• _Task requirements_
Leave out the pictures and repeat the data exactly.

[Dataset entries]
■ ■ ■ ■

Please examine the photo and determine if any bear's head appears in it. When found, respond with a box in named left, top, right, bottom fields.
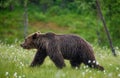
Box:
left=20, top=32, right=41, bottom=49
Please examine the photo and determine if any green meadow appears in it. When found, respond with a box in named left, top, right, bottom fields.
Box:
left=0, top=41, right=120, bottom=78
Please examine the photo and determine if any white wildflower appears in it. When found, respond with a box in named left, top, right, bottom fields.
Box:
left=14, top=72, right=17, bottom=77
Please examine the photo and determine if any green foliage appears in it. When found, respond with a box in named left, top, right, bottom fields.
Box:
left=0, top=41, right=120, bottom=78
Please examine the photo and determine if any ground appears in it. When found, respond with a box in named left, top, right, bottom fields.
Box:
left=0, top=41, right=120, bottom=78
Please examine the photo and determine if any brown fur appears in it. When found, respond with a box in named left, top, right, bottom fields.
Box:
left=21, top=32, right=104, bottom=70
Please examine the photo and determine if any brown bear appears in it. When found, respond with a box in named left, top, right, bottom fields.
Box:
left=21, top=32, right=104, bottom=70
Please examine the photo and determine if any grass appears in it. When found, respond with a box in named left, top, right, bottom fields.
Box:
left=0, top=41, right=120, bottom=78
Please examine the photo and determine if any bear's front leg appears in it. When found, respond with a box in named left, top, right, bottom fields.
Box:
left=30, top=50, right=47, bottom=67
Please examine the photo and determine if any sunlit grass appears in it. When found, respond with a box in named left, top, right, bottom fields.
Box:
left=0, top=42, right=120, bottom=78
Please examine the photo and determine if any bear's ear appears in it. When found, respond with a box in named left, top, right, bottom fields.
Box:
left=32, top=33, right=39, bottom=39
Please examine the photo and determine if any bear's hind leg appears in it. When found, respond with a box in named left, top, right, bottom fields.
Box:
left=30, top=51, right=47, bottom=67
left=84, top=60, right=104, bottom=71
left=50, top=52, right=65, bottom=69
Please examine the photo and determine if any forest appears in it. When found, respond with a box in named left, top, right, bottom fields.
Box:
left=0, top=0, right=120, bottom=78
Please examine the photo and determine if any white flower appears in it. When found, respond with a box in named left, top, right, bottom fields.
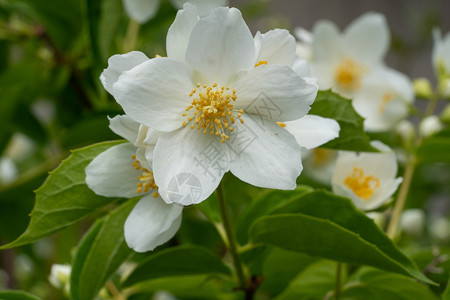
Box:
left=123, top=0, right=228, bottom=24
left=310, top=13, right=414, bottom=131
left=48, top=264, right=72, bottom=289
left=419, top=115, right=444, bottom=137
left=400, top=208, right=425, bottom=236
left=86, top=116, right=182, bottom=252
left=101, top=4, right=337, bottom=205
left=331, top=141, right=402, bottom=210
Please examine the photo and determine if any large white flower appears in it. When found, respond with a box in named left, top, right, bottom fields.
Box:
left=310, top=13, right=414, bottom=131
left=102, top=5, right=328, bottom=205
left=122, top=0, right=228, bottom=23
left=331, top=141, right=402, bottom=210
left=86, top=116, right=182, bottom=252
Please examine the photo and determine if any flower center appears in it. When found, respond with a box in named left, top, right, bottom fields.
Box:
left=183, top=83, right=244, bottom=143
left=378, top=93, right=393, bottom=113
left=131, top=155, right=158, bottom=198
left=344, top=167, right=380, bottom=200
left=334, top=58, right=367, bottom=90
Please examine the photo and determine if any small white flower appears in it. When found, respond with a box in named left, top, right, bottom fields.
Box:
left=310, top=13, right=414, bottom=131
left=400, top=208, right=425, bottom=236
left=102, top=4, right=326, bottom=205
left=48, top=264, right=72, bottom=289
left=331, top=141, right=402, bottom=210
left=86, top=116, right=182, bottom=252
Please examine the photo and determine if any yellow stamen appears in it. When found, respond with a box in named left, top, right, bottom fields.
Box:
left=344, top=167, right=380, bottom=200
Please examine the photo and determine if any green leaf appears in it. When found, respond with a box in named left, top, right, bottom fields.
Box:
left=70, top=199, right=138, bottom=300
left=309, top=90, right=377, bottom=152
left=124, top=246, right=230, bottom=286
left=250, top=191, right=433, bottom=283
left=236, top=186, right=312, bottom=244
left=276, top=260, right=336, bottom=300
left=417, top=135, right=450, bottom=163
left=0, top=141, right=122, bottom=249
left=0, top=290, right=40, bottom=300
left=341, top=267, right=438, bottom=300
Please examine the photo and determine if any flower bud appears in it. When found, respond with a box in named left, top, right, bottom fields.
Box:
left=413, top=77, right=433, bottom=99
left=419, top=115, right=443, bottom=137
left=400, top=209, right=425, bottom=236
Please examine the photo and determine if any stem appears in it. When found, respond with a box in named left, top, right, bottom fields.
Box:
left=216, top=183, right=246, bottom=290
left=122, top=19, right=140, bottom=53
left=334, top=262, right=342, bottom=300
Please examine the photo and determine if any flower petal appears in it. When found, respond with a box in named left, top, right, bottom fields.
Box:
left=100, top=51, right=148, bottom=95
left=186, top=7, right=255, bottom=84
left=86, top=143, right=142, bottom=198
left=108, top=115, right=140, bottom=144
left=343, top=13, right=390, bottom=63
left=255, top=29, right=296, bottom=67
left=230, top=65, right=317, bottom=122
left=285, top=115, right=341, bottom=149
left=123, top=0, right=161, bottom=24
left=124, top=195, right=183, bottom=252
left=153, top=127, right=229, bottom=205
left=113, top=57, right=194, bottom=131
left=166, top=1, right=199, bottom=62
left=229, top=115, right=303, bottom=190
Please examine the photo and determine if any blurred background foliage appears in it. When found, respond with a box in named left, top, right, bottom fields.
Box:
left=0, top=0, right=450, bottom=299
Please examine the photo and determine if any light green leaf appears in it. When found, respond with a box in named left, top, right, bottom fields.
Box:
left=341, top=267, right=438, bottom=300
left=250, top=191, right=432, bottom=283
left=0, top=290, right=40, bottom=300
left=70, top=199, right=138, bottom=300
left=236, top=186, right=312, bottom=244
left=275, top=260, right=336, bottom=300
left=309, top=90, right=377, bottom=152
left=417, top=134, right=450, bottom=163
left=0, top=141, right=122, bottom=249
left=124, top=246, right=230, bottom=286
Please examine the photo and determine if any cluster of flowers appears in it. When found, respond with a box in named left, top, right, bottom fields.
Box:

■ ■ ■ ■

• _Output of the exercise_
Please examine the photo and determine if any bear's head appears in it. When found, respond with a box in named left, top, right, bottom fields.
Box:
left=20, top=32, right=41, bottom=49
Please examine the photo and determine if any green meadow appears in it. When found, respond with a box in named left, top, right, bottom fields.
Box:
left=0, top=41, right=120, bottom=78
Please examine the photo and determine if any white wildflower appears in it. When found, respond with a box in named left, top, right, bottom fields.
Box:
left=14, top=72, right=17, bottom=77
Please examine the photo and determine if any green foliage appears in it. When found, respond with a box in named left, top, right, bottom fields.
Box:
left=0, top=41, right=120, bottom=78
Please examine the photo and determine if any ground appears in it. When found, respond with a box in named left, top, right, bottom fields.
Box:
left=0, top=41, right=120, bottom=78
Please examine the photo and determine if any brown fur appears in it. When found, respond with a box in named left, top, right, bottom fields.
Box:
left=21, top=32, right=104, bottom=70
Please examine the photo and determine if any brown bear appears in it. When found, respond with a box in named left, top, right, bottom fields.
Box:
left=21, top=32, right=104, bottom=70
Please examine the photo and determine if any grass appears in it. When found, respond with a box in named left, top, right, bottom fields.
Box:
left=0, top=41, right=120, bottom=78
Please examine the photo and determine if any bear's front leg appears in it. When found, respond with a box in named left, top, right, bottom fields.
Box:
left=30, top=50, right=47, bottom=67
Please examine the photo and determine if any sunlit grass appears in it. When found, respond with a box in named left, top, right, bottom fields.
Box:
left=0, top=42, right=120, bottom=78
Please examine the photo and determine if any bear's ear appears in it. When found, respond with a box in named left, top, right, bottom fields.
Box:
left=32, top=33, right=39, bottom=39
Please examine the photo and determine if any bear's hind leg appears in it. When found, respond with a box in named left, top, right, bottom fields.
Box:
left=30, top=51, right=47, bottom=67
left=84, top=60, right=104, bottom=71
left=50, top=52, right=65, bottom=69
Please examine the photo and determine if any forest appears in it. When found, respond with a box in named left, top, right, bottom fields.
Box:
left=0, top=0, right=120, bottom=78
Please examine the photo and determine if any white flower appears in it. When found, respond with a box in named left, top, right, bottom fields.
Box:
left=123, top=0, right=228, bottom=24
left=310, top=13, right=414, bottom=131
left=48, top=264, right=72, bottom=289
left=419, top=115, right=444, bottom=137
left=400, top=208, right=425, bottom=236
left=86, top=116, right=182, bottom=252
left=101, top=4, right=337, bottom=205
left=331, top=141, right=402, bottom=210
Please examine the photo and determine if any large white flower appears in it. When found, respond with a box in named left, top, right, bottom fields.
Box:
left=310, top=13, right=414, bottom=131
left=102, top=5, right=328, bottom=205
left=122, top=0, right=228, bottom=23
left=331, top=141, right=402, bottom=210
left=86, top=116, right=182, bottom=252
Please examine the photo and determine if any flower center appears in it. When found, respond with a box in named left, top, right, bottom fields.
Box:
left=183, top=83, right=244, bottom=143
left=378, top=93, right=393, bottom=113
left=131, top=155, right=158, bottom=198
left=344, top=167, right=380, bottom=200
left=334, top=58, right=367, bottom=90
Please examine the photo and determine if any small white flower appears in it. When found, respond with a box in named left, top, right, bottom fields.
Box:
left=310, top=13, right=414, bottom=131
left=400, top=208, right=425, bottom=236
left=102, top=4, right=326, bottom=205
left=48, top=264, right=72, bottom=289
left=331, top=141, right=402, bottom=210
left=86, top=116, right=182, bottom=252
Please examine the photo and determine if any yellow stamen appears in it. When found, respond with a box in named left, top, right, bottom fields.
Box:
left=344, top=167, right=380, bottom=200
Please examine the photo and determine if any green leaf appears in it. When found, respond with a box in named left, top, right, bottom fields.
Box:
left=70, top=199, right=138, bottom=300
left=309, top=90, right=377, bottom=152
left=124, top=246, right=230, bottom=286
left=250, top=191, right=433, bottom=283
left=236, top=186, right=312, bottom=244
left=276, top=260, right=336, bottom=300
left=417, top=135, right=450, bottom=163
left=0, top=141, right=122, bottom=249
left=0, top=290, right=40, bottom=300
left=341, top=267, right=438, bottom=300
Please examine the photo and determine if any flower bud appears in it. When found, respond with a box in named left, top, right, bottom fields.
Box:
left=413, top=77, right=433, bottom=99
left=419, top=115, right=443, bottom=137
left=400, top=209, right=425, bottom=236
Please examine the photo and determine if any stem appears in it. When found, respond with a box in named left, top, right, bottom fields.
Box:
left=216, top=183, right=246, bottom=290
left=122, top=19, right=140, bottom=53
left=334, top=262, right=342, bottom=300
Please examine the photo and determine if any flower petal appears in it. When found, respond with a box in named left, top, right, bottom fields.
Box:
left=100, top=51, right=148, bottom=95
left=186, top=7, right=255, bottom=84
left=86, top=143, right=142, bottom=198
left=108, top=115, right=140, bottom=144
left=343, top=13, right=390, bottom=63
left=255, top=29, right=296, bottom=67
left=230, top=65, right=317, bottom=122
left=285, top=115, right=341, bottom=149
left=123, top=0, right=161, bottom=24
left=124, top=195, right=183, bottom=252
left=153, top=127, right=229, bottom=205
left=113, top=57, right=194, bottom=131
left=166, top=1, right=199, bottom=62
left=229, top=115, right=303, bottom=190
Please examine the photo and determine if any blurred background foliage appears in it. When found, respond with a box in named left, top, right, bottom fields.
Box:
left=0, top=0, right=450, bottom=299
Please examine the photo and determine if any light green leaf appears in it. When found, respond with a box in named left, top, right, bottom fields.
Box:
left=341, top=267, right=438, bottom=300
left=250, top=191, right=432, bottom=283
left=0, top=290, right=40, bottom=300
left=70, top=199, right=138, bottom=300
left=236, top=186, right=312, bottom=244
left=275, top=260, right=336, bottom=300
left=309, top=90, right=377, bottom=152
left=417, top=134, right=450, bottom=163
left=0, top=141, right=122, bottom=249
left=124, top=246, right=230, bottom=286
Please examine the photo and determine if any cluster of flowers appears in it. When found, respond with a box in named left, top, right, bottom fields.
Box:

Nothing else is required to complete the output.